- **GOALS**:
1 – In the LIBOR essay introduction, what does the paper argue the recent Libor scandal was?
2 – Which banks does the LIBOR essay introduction name as places where scandals have taken place?

— start of PAGE EXTRACT —

LIBOR: Why We Haven’t We Paid Enough Attention?
In this day and age the cases of fraud and manipulation in the financial world have become all too frequent. Large investment banks are so focused on churning out short-term gains, that they often leave ethics and values out of their operations. This in turn has led to a number of these institutions taking several short cuts in the way they operate. Although these shortened methods may reap short-term rewards, they often result in stakeholders in the company and the larger community being adversely affected. This trend was illustrated on an enormous scale with the 2008 financial crises where the lack of research and prudence caused the housing bubble to collapse which in turn forced thousands of people from both their jobs and homes. One would have thought that this catastrophic event would have forced major financial institutions to adopt better business practices that would prevent a similar occurrence from ever happening again. Unfortunately, this has not been the case. The financial world has continued to suffer from similar scandals that have taken place at banks such as UBS, JP Morgan, and Barclays. Thus, this paper will argue that the recent Libor scandal was the largest insider trading scandal that has occurred post-2008. In doing so, this paper will also illustrate how the frequency of these financial scandals has caused the public to largely ignore them. With that said, the argument that this paper poses will seek to emphasize why people should care more about the Libor scandals and the ramifications it has not just for Barclays, but also the wider financial community.

— end of PAGE EXTRACT —
— start of DATA EXCERPTS —

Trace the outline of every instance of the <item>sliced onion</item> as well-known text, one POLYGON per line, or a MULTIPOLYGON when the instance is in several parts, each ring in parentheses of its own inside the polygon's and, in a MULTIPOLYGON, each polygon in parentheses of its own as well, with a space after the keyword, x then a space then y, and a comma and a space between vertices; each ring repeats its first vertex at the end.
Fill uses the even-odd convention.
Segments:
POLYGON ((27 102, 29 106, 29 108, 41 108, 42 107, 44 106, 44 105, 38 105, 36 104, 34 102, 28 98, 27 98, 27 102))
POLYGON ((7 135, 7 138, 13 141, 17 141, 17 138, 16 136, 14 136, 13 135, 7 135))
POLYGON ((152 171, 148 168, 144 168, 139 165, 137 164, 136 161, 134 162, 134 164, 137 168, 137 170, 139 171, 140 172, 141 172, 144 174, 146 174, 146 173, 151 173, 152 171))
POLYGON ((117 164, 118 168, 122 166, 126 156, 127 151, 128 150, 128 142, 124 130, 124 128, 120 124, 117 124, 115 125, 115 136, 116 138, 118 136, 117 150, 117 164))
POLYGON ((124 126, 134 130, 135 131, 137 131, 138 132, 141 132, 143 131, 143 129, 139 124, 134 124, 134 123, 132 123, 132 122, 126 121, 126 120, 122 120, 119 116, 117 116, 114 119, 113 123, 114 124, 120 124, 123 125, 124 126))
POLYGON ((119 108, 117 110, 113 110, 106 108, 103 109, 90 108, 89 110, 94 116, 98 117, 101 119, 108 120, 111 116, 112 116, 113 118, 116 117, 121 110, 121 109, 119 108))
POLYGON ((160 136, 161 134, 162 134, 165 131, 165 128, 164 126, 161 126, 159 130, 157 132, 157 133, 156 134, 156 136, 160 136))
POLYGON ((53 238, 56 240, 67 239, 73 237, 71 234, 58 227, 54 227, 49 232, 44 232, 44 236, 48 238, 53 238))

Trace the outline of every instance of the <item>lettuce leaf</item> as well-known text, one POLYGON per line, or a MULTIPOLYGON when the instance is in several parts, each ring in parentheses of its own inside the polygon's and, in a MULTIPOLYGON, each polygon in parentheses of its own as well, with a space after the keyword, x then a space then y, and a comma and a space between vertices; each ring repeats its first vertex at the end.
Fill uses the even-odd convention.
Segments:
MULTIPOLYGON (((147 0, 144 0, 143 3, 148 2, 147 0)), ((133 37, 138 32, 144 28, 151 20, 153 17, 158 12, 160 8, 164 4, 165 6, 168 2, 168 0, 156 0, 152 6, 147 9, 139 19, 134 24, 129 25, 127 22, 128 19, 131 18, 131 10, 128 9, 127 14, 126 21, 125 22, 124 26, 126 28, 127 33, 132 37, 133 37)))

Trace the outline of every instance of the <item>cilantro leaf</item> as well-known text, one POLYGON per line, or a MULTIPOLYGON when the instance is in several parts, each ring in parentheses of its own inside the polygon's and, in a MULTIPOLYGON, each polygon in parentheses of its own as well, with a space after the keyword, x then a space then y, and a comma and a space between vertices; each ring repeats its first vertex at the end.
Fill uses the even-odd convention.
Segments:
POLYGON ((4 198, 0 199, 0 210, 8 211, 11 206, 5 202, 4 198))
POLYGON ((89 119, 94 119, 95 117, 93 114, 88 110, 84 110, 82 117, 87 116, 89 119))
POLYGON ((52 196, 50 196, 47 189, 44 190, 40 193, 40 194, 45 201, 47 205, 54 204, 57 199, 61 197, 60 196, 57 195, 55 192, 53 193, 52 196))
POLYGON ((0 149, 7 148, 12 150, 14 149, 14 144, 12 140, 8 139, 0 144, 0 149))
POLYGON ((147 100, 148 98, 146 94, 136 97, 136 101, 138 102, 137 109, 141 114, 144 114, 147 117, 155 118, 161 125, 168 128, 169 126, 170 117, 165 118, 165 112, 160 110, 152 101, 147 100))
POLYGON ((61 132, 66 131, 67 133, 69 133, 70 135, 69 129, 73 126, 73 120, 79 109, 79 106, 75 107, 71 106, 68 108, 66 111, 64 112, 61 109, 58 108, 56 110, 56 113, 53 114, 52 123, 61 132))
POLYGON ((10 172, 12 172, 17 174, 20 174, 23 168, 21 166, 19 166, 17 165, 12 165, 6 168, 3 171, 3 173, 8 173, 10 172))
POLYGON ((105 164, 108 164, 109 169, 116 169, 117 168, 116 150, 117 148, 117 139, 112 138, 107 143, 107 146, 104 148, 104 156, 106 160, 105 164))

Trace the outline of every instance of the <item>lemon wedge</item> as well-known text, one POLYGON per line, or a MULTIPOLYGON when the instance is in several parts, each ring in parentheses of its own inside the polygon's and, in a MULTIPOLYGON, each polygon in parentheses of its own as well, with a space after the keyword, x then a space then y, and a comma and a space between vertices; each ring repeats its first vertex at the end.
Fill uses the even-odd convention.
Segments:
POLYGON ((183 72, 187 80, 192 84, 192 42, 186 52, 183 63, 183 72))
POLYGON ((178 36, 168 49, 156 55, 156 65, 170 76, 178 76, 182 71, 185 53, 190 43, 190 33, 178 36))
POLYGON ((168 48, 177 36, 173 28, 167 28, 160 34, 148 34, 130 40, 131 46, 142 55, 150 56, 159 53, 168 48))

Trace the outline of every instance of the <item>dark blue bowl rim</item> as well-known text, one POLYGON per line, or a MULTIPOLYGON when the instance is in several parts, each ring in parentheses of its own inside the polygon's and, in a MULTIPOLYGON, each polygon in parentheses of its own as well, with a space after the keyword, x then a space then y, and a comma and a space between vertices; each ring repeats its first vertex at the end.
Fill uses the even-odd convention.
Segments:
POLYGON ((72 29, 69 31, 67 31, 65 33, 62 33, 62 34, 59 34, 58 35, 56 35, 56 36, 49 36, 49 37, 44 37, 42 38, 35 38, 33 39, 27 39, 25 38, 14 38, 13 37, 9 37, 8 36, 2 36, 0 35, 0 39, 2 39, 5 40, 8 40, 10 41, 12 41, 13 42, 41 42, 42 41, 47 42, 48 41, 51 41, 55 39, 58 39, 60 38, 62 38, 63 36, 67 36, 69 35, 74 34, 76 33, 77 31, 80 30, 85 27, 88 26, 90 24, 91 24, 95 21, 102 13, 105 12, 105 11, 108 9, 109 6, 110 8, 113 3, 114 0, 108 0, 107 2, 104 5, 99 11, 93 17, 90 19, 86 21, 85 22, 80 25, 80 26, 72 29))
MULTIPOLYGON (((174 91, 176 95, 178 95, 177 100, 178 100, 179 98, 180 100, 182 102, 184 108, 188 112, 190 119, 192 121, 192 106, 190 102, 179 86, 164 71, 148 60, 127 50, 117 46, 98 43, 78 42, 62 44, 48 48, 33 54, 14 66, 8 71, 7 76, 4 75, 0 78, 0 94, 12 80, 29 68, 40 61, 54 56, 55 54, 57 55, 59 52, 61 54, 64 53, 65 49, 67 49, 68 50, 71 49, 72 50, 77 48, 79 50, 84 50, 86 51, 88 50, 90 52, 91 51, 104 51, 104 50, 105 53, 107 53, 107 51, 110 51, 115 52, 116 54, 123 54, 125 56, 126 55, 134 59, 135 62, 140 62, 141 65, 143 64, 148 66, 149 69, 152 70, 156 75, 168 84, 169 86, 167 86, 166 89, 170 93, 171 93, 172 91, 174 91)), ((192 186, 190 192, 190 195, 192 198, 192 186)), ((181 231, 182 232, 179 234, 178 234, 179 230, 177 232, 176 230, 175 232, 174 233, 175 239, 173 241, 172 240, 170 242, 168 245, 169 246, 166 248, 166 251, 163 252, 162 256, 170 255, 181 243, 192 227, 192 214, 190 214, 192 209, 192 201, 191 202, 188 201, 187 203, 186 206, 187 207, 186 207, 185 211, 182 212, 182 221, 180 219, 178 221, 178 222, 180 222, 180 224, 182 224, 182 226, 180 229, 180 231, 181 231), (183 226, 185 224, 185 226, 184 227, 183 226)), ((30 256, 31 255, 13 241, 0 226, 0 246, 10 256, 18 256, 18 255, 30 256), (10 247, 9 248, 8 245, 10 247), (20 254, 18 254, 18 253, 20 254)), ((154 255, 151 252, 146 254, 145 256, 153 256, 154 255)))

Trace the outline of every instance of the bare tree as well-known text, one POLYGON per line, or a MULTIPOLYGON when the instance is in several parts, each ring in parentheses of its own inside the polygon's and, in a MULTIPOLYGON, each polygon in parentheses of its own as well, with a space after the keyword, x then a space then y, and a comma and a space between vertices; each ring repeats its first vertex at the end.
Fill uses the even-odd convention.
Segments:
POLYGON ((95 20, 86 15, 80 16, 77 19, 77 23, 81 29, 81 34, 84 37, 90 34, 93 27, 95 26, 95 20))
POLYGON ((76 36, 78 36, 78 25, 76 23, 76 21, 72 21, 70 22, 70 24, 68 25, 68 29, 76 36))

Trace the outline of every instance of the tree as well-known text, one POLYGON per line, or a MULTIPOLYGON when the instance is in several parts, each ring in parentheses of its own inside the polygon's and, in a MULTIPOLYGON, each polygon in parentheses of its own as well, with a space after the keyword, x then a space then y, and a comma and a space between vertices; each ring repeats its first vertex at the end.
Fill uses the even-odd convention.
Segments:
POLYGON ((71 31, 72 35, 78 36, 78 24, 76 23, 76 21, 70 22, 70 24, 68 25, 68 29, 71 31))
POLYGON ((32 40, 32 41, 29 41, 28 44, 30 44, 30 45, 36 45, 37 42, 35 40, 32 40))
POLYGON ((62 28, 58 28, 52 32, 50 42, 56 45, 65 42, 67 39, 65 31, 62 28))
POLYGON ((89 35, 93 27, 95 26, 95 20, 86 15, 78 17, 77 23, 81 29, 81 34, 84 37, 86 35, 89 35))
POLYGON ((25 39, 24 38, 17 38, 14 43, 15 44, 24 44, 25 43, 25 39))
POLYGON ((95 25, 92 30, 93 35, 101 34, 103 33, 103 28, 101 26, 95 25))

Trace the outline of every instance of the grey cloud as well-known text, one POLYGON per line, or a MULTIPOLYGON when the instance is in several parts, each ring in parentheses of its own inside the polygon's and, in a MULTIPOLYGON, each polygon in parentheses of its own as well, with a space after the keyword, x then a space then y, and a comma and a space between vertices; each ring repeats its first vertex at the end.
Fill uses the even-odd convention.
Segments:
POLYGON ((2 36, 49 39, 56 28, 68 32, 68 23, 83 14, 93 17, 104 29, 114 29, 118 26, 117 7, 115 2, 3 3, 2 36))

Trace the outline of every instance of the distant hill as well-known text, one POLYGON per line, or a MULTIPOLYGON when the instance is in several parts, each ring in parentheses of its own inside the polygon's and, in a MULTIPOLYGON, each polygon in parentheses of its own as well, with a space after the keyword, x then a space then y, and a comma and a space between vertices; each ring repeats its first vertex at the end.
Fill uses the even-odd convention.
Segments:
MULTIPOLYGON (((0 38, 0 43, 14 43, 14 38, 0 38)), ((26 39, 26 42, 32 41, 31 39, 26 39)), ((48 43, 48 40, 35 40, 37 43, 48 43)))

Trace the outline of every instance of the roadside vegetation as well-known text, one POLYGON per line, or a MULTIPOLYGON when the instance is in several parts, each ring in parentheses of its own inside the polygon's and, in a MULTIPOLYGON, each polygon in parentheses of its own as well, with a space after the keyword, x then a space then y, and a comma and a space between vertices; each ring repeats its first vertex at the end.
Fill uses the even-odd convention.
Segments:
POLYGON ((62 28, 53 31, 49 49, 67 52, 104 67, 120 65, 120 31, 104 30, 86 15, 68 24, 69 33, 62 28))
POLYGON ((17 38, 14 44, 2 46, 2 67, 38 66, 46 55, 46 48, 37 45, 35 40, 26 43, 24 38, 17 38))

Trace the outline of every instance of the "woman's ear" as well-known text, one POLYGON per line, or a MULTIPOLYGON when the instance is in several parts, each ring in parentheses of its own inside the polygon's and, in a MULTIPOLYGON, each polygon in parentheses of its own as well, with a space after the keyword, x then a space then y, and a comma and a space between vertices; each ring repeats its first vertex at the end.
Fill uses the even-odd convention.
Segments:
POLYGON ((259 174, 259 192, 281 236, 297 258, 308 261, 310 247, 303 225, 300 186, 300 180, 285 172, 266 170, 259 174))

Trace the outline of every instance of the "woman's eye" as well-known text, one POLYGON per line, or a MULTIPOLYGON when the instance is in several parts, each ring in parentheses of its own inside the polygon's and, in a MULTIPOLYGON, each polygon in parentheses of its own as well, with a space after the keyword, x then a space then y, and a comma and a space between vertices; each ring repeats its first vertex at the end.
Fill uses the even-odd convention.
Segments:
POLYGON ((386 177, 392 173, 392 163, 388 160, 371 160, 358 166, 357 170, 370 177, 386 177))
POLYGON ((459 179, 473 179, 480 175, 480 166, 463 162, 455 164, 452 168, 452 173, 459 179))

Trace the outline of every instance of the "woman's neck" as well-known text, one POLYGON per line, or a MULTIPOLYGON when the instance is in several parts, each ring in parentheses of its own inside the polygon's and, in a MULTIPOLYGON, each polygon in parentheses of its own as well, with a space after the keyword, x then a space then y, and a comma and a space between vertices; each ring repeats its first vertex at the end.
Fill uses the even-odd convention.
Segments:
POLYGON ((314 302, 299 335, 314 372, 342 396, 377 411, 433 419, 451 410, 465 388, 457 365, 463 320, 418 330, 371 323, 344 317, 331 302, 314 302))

— end of DATA EXCERPTS —

- **SOLUTIONS TO EACH TASK**:
1 – The largest insider trading scandal to occur after 2008.

2 – UBS, JP Morgan, and Barclays